DOCUMENT SECTION:
>> Begin

Taping and Mudding Drywall Made Easy

By Mark J. Donovan

Taping and mudding drywall to some extent is an art that takes some practice. However, most DIY homeowners can tackle a small taping and mudding drywall project if they first get the right tools and get a little upfront training.


Install the Drywall properly


In order to perform a quality taping and mudding drywall job you first have to make sure that the drywall is hung properly.


If you are installing drywall in a room, first install the drywall on the ceilings. Then install the drywall on the walls starting at the top with the first row, and then working your way to the floor with a second row of drywall, assuming your walls are 7.5 to 8 feet in height.  The drywall seams should be minimized to help ensure a quality finished wall look.


Note that it is important that the tapered ends of the drywall butt up against each other so that they create a slight depression line half way up the wall. This depression area enables the tape and mud to be liberally applied over the joint without creating too high of a bulge.

>> End

DATA ROWS:
>> Begin

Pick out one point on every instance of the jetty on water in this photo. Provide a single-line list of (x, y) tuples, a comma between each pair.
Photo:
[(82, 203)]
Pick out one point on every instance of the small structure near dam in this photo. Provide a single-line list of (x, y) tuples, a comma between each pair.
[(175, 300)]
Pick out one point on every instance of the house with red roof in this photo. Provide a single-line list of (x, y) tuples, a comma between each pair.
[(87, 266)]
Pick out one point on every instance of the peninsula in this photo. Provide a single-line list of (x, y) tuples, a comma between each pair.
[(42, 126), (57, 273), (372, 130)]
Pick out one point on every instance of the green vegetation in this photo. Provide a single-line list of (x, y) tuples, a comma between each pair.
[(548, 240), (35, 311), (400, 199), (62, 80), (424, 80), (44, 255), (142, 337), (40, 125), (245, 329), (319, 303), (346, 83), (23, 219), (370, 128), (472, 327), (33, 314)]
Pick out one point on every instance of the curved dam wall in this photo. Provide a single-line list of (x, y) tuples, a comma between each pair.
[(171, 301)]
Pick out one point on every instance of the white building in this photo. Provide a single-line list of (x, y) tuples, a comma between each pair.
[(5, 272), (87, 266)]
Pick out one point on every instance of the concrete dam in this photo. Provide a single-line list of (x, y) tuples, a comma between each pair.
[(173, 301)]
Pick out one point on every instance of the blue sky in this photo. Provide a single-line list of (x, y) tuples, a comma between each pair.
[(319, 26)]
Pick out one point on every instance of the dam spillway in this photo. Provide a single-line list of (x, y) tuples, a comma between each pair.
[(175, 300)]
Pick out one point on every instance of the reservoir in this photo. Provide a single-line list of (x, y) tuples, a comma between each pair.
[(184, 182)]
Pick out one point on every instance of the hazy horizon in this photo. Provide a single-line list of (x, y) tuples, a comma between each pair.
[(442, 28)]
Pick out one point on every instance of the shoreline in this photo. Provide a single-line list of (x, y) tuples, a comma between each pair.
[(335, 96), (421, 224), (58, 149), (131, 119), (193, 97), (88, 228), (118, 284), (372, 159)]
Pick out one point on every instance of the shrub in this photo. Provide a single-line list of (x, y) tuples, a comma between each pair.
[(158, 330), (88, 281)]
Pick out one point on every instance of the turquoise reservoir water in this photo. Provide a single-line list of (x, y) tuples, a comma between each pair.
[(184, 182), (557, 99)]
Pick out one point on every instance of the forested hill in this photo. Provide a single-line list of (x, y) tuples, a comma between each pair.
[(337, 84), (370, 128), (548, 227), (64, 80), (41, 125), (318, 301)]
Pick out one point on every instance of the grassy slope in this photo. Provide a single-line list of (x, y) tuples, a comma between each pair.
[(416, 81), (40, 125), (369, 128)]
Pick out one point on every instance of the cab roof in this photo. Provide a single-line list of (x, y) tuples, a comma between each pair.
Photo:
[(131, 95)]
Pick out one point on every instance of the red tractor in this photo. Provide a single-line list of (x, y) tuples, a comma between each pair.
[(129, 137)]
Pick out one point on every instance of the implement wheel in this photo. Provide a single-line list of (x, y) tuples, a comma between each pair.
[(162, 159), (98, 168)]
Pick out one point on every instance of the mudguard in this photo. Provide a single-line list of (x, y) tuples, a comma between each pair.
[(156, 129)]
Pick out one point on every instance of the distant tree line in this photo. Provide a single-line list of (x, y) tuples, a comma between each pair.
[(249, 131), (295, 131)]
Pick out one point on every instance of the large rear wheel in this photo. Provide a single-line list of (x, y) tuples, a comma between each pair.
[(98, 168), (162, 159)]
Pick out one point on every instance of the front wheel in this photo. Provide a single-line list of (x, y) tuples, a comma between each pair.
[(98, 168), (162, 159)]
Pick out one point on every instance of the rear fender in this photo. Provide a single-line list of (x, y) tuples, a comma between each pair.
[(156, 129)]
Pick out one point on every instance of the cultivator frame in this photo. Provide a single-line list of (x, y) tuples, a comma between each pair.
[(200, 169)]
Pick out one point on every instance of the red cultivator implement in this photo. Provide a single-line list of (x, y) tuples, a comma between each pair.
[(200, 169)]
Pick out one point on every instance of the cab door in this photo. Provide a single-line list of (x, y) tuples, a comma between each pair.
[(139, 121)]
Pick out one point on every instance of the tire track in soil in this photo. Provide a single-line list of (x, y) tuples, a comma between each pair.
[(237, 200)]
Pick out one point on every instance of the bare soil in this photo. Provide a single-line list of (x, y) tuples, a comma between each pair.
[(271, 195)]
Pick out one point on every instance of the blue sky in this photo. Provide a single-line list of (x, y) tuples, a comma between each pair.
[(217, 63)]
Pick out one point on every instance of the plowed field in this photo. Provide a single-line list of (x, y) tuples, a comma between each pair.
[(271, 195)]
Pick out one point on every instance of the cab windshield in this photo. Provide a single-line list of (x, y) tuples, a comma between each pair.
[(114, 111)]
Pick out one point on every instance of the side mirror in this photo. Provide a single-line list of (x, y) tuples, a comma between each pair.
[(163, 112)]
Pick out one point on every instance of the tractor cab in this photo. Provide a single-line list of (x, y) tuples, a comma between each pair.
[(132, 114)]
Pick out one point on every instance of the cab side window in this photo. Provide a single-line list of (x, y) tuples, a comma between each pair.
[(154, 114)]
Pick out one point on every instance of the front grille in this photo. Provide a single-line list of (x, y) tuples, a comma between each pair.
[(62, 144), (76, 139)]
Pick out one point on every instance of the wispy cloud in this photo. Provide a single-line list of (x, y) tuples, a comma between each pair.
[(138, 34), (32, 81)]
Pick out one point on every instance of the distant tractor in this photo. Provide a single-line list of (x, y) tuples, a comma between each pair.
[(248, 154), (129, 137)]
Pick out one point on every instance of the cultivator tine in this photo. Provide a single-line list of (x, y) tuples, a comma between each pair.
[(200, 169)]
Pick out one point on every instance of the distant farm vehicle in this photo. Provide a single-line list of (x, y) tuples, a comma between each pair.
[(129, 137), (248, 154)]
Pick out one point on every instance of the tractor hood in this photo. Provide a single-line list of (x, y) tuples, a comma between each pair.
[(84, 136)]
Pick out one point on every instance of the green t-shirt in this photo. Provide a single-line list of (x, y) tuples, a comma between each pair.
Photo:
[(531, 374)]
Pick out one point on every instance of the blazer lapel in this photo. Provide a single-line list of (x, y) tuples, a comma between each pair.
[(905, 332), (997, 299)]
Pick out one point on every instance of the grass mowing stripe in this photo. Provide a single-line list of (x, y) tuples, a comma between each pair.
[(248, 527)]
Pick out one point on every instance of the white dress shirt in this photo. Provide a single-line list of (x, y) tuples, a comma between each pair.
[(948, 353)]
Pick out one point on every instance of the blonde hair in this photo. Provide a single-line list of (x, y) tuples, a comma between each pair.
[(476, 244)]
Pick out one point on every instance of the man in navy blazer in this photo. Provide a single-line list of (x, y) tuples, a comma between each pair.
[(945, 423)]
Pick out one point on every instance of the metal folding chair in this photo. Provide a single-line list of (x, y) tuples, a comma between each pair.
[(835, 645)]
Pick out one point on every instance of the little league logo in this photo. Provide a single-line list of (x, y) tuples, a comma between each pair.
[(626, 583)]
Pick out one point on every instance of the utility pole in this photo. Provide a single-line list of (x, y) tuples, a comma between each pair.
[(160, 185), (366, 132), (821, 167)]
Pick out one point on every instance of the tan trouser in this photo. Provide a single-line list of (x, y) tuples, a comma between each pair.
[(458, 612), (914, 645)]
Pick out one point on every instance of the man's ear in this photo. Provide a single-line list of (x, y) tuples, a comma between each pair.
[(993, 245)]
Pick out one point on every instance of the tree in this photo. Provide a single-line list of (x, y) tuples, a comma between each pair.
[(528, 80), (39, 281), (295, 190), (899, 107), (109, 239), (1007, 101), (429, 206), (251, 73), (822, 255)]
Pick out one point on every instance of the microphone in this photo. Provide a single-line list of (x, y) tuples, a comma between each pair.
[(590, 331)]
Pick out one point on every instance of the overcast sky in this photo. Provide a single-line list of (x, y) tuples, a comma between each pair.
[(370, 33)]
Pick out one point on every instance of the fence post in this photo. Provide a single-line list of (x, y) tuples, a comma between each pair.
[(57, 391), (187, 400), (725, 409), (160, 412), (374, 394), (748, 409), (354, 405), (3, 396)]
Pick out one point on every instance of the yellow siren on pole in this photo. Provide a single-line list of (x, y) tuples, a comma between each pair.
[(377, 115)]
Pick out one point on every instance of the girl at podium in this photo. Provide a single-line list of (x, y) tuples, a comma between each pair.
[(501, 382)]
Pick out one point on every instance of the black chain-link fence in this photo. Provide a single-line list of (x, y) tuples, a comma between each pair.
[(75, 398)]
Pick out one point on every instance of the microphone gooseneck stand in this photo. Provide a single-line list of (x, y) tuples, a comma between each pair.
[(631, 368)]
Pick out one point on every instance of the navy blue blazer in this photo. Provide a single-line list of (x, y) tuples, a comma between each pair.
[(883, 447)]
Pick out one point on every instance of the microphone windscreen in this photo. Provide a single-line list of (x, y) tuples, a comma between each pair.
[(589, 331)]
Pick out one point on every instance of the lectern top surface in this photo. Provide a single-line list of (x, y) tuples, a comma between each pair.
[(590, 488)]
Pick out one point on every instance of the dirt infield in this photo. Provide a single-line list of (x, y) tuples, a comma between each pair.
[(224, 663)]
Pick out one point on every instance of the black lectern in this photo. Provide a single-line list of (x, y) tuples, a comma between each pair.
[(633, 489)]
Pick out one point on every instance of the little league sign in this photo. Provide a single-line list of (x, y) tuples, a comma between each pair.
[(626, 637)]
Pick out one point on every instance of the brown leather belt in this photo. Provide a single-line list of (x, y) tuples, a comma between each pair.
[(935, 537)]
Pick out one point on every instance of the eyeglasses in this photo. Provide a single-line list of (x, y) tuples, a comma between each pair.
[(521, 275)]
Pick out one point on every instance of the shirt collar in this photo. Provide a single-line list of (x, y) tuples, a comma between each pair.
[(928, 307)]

>> End

EXERCISES:
• a. Using the drywall article, list in order the places where drywall is installed in a room.
• b. Continue the drywall article from the point where it stops.

SET OF ANSWERS:
• a.
1. The ceilings
2. The top row on the walls
3. A second row on the walls, working down to the floor

• b.
Taping and Mudding Drywall


First Coat


If you are using drywall paper tape, apply a small skim coat of mud over the joints before applying the tape. 


If you are using the sticky fiberglass tape, you can apply it directly to the drywall seams and joints.


Once the tape has been applied to a seam or joint. Apply a thin coat of mud over the tape and seam/joint.


Use a 6” broad knife to apply the mud and run it down the tapeline with long continuous strokes. Do not run the knife perpendicular with many strokes.


This will create many vertical lines that will need to be sanded. Once you have applied the first coat of mud let it dry.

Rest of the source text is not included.